Information given →

•••

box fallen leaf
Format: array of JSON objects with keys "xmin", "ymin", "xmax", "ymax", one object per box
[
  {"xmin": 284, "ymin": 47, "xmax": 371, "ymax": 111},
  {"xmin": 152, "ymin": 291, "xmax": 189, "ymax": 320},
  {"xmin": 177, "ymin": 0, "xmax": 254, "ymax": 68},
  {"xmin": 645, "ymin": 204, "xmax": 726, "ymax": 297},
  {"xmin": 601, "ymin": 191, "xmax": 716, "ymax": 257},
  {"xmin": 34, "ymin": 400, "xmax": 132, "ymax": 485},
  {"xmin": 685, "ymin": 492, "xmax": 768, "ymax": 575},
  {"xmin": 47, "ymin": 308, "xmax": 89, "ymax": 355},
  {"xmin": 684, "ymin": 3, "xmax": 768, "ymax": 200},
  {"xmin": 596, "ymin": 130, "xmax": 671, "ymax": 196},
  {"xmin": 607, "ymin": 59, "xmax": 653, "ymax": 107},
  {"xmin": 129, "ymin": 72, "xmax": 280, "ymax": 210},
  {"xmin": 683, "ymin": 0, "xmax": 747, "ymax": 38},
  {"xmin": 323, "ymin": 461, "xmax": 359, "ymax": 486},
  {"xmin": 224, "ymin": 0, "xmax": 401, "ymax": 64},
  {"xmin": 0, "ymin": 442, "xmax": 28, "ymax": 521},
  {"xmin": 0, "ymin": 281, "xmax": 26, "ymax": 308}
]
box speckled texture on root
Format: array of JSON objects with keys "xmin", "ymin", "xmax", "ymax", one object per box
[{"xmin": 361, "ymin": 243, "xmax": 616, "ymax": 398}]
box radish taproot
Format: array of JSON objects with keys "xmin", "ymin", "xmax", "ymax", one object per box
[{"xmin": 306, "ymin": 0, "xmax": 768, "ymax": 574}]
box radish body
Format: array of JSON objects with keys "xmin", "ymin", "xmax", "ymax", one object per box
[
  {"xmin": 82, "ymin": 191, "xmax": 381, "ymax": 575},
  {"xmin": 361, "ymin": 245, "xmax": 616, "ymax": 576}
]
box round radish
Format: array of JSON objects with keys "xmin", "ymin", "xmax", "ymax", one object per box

•••

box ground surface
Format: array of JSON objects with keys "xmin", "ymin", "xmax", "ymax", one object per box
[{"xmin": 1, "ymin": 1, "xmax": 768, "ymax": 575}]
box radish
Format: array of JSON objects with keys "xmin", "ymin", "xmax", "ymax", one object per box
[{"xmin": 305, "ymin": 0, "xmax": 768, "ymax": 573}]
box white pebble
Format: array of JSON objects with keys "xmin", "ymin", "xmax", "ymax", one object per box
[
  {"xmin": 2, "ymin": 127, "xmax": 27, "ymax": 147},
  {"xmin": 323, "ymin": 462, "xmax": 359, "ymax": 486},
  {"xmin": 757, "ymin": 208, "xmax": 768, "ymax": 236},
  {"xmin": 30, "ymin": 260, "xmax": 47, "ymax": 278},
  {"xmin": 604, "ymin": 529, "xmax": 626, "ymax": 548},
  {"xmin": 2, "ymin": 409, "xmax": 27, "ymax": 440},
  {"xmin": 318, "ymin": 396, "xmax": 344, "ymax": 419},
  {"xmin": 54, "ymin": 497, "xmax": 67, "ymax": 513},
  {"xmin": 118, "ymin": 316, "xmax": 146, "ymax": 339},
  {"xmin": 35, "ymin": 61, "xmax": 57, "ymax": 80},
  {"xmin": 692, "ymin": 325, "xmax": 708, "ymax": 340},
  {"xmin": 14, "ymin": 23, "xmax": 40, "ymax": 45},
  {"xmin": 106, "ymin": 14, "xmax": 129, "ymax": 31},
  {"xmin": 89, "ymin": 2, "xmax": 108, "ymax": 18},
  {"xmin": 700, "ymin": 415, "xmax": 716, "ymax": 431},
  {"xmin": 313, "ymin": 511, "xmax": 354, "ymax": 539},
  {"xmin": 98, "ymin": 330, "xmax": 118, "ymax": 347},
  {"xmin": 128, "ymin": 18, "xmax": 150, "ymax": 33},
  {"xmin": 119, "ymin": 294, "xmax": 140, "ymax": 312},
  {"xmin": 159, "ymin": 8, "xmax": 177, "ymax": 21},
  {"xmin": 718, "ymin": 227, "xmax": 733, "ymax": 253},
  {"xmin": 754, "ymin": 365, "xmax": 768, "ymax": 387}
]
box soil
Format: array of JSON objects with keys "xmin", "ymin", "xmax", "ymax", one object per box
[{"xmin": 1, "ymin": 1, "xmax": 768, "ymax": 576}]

•••

Task requirements →
Collect every line above that contains the word "radish".

Exercise answer →
box radish taproot
box radish body
box round radish
box radish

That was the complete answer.